→ **EXCERPT**:
Exposure to Missionary Options

Students and faculty serve together on mission at least once a year. In 2023 and 2024, they traveled to Morelia, Mexico, to work with Lampei International Ministries. They taught in schools and shared the gospel. 

Students have participated in mission trips with their churches to Cuba, the Dominican Republic, and British Columbia, as well as on Native American reservations and disaster relief teams in North Carolina. Ed Lucas, NEBC’s Facilities Manager, directs the BCNE’s disaster relief teams. 

During the school year, every student is required to choose a ministry practicum with a church and they join in weekly Shepherd Groups with a professor for prayer and support. As part of their college experience, Levesque noted that the students “are doing everything from associate pastoring to leading worship to handling technology for the churches to greeting to housekeeping and maintenance.”

The college offers associate and bachelor degrees in Biblical Studies, Business Administration, Christian Counseling, and Christian Education. as well as Master of Arts degrees in Applied Theology and Biblical Exegesis. NEBC’s Early Scholars Program allows high schoolers to take classes that augment their high school education, and they also offer non-degree and audit courses for adults.

Records excerpted from a collection:

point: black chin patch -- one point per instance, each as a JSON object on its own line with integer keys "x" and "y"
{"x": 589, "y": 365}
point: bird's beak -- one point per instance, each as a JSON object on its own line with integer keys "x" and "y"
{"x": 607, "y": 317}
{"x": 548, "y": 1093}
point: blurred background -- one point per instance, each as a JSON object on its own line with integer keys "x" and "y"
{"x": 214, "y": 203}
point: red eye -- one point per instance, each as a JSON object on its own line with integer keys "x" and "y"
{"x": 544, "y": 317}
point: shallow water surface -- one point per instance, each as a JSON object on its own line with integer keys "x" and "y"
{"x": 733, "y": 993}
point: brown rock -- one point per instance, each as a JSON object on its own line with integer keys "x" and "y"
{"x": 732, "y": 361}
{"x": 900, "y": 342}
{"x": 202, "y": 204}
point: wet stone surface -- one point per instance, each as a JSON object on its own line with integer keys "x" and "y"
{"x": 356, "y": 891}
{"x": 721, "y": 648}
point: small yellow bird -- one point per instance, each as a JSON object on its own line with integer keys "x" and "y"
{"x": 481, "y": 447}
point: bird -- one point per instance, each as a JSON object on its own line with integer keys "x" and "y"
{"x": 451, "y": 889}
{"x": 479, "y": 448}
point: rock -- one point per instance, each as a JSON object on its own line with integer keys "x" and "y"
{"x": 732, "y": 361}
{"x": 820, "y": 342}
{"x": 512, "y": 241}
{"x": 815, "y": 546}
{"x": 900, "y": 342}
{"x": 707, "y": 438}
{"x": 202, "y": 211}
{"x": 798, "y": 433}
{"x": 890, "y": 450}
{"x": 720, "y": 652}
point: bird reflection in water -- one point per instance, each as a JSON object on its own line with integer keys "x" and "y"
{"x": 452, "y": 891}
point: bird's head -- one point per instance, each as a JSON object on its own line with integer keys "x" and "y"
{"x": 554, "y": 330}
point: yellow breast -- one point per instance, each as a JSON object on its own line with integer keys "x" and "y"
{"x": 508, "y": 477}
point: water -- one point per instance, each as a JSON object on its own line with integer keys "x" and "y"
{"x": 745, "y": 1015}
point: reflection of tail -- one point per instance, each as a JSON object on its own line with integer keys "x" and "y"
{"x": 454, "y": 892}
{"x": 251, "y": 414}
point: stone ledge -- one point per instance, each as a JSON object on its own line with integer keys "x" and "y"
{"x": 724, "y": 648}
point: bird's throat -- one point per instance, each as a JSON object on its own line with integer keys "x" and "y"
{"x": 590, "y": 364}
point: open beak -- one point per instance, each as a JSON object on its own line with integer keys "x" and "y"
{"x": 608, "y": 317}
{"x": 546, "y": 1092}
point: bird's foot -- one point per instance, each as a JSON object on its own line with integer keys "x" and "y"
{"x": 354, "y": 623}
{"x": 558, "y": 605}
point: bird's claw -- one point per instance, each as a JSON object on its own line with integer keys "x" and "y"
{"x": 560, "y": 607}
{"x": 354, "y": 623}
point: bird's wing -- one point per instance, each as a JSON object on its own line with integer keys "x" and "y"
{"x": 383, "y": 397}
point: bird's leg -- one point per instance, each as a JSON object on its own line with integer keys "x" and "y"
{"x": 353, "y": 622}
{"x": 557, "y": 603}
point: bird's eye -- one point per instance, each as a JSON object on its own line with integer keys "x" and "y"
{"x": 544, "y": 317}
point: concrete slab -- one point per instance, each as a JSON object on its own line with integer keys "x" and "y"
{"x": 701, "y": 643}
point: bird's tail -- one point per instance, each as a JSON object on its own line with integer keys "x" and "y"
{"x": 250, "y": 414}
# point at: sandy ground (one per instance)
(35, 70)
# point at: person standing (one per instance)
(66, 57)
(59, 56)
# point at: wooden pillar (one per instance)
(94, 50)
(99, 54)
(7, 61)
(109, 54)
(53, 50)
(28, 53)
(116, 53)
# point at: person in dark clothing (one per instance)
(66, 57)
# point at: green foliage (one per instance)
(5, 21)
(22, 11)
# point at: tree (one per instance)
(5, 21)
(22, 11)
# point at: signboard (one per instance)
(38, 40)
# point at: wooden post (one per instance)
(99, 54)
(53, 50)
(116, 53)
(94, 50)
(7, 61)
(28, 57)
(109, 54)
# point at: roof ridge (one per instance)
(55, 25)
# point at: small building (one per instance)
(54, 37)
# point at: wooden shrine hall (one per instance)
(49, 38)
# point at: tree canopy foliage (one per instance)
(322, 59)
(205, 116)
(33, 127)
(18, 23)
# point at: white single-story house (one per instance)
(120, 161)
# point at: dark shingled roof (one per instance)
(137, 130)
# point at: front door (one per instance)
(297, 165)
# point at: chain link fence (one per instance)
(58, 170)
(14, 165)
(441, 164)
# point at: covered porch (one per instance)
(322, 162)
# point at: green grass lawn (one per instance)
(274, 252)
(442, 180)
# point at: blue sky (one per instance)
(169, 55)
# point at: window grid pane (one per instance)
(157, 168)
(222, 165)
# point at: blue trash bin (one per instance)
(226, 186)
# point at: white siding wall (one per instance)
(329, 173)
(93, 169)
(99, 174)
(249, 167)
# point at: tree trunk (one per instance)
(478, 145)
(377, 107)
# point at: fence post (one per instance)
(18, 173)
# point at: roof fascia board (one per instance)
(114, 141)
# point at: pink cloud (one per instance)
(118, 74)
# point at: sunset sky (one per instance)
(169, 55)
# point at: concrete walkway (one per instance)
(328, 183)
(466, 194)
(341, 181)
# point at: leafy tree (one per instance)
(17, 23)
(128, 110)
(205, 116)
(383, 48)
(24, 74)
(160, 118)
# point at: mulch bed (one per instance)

→ **YOUR TASKS**:
(a) Answer these questions using the excerpt on missionary options:
(i) To which city did students and faculty travel in 2023 and 2024?
(ii) Who directs the BCNE's disaster relief teams?
(iii) What does NEBC's Early Scholars Program allow high schoolers to do?
(b) From the excerpt on missionary options, output the passage starting at "The college offers" and ending at "courses for adults.".

→ **RESPONSES TO THE TASKS**:
(a)
(i) Morelia, Mexico
(ii) Ed Lucas, NEBC's Facilities Manager
(iii) Take classes that augment their high school education

(b)
The college offers associate and bachelor degrees in Biblical Studies, Business Administration, Christian Counseling, and Christian Education. as well as Master of Arts degrees in Applied Theology and Biblical Exegesis. NEBC’s Early Scholars Program allows high schoolers to take classes that augment their high school education, and they also offer non-degree and audit courses for adults.